É comum dizer que eventos como esse são essenciais para a divulgação de novas ideias, novos produtos e tendências de um determinado setor da atividade econômica. Bem como, vale dizer, permitir que representantes governamentais, empresários, investidores e empreendedores, inclusive de países estrangeiros, identifiquem novas oportunidades de negócios. Eventos desse tipo, sem dúvida, estimulam o relacionamento com clientes e a prospecção de novos empreendimentos.
E foi o que aconteceu na XXIII Intermodal, feira especializada na discussão da logística, do transporte e do comércio exterior quando, a meu ver, proporcionou importantes e profícuos encontros entre os vários representantes do setor. 

Se na abertura do evento, representantes do governo brasileiro e de países estrangeiros (1) enalteceram as relações comerciais internacionais, em especial com o Brasil, as palestras e as conferências realizadas durante o evento constataram a importância da logística como facilitadora do comércio e do aumento da produtividade e da competitividade das nações.

Por seu lado, a feira, propriamente dita, embora menor do que a de anos anteriores, apresentou uma quantidade satisfatória de empresas – de operadores logísticos a armadores, de terminais portuárias a empresas de tecnologia em logística, de empresas de segurança a empresas de transporte e de entidades que estudam a logística e o comércio exterior à academia – que, por si só, demonstrou o elevado grau de confiança que esse setor mantém com relação à recuperação da economia brasileira. Até porque os investimentos, nesse setor, nunca são para o curto prazo.

As palestras e os debates realizados foram dedicados quase que exclusivamente para tratar dos chamados “gargalos logísticos”, dos altos custos do transporte e da movimentação de mercadorias, da pouca utilização da multimodalidade, dos entraves burocráticos (nas fronteiras e nas atividades empresariais voltadas ao comércio exterior) e da falta de coordenação das atividades e dos investimentos em infraestrutura logística.

# # # #

▸ **Instruções e requisitos**: Segundo o texto sobre a XXIII Intermodal, em que é especializada essa feira?

# # # #

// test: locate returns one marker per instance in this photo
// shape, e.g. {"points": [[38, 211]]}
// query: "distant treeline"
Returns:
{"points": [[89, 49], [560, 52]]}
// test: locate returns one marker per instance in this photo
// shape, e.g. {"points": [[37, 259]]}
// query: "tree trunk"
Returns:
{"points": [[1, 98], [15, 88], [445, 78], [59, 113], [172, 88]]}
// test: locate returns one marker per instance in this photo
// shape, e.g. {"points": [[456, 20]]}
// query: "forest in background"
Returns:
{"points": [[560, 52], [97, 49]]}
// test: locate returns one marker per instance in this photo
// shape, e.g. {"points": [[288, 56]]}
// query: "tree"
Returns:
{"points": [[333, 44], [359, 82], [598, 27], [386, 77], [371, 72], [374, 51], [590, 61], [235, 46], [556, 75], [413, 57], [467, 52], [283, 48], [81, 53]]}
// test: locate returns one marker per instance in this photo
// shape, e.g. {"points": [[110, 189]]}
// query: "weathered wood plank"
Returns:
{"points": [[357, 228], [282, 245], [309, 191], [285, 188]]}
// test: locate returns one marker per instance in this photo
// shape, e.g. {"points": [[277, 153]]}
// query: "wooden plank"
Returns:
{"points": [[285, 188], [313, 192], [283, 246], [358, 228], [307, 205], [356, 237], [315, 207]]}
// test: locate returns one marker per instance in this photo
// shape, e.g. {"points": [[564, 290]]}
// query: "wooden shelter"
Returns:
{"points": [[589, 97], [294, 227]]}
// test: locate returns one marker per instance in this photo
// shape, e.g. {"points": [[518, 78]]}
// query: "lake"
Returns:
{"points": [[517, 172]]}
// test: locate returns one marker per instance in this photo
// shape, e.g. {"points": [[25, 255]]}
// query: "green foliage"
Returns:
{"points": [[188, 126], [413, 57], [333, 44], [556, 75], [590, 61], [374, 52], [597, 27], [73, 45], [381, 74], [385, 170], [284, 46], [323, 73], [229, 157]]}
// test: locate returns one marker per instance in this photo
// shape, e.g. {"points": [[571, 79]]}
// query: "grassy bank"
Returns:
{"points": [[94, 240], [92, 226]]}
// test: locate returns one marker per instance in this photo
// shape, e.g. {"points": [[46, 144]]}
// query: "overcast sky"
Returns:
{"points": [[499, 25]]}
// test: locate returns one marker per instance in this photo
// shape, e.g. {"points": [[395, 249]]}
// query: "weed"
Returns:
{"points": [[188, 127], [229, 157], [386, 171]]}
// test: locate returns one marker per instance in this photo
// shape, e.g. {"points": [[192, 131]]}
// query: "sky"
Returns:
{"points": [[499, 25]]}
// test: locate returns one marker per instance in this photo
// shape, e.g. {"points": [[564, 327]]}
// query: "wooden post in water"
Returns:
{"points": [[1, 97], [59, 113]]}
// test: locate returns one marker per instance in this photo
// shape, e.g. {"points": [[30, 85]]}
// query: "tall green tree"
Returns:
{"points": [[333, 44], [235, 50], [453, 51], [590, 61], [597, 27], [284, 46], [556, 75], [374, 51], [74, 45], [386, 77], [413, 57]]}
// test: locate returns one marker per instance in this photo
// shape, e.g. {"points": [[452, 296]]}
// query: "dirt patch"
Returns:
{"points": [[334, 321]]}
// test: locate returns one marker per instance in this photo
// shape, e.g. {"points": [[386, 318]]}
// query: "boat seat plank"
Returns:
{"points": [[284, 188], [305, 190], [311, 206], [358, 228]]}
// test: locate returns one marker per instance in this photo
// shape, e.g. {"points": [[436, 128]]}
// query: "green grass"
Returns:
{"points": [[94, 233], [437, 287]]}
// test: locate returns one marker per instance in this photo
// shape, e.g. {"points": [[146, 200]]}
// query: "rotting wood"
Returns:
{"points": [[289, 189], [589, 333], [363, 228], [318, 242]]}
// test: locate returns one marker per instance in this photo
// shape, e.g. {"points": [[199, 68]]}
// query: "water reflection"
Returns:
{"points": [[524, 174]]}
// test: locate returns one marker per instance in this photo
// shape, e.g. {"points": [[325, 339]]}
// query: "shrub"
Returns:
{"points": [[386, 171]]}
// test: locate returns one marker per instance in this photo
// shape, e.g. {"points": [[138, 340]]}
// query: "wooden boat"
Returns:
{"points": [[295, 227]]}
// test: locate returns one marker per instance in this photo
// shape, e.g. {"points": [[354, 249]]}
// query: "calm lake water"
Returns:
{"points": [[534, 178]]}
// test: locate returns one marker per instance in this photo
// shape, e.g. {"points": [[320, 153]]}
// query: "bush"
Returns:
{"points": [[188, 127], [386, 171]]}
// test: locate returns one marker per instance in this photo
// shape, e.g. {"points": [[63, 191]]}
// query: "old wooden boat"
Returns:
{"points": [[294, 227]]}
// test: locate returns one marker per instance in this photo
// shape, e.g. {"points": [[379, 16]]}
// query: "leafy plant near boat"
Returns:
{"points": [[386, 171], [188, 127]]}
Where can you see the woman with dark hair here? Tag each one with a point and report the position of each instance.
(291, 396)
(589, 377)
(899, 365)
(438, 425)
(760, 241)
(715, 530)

# # # #

▸ **Resposta da tarefa**: Na discussão da logística, do transporte e do comércio exterior.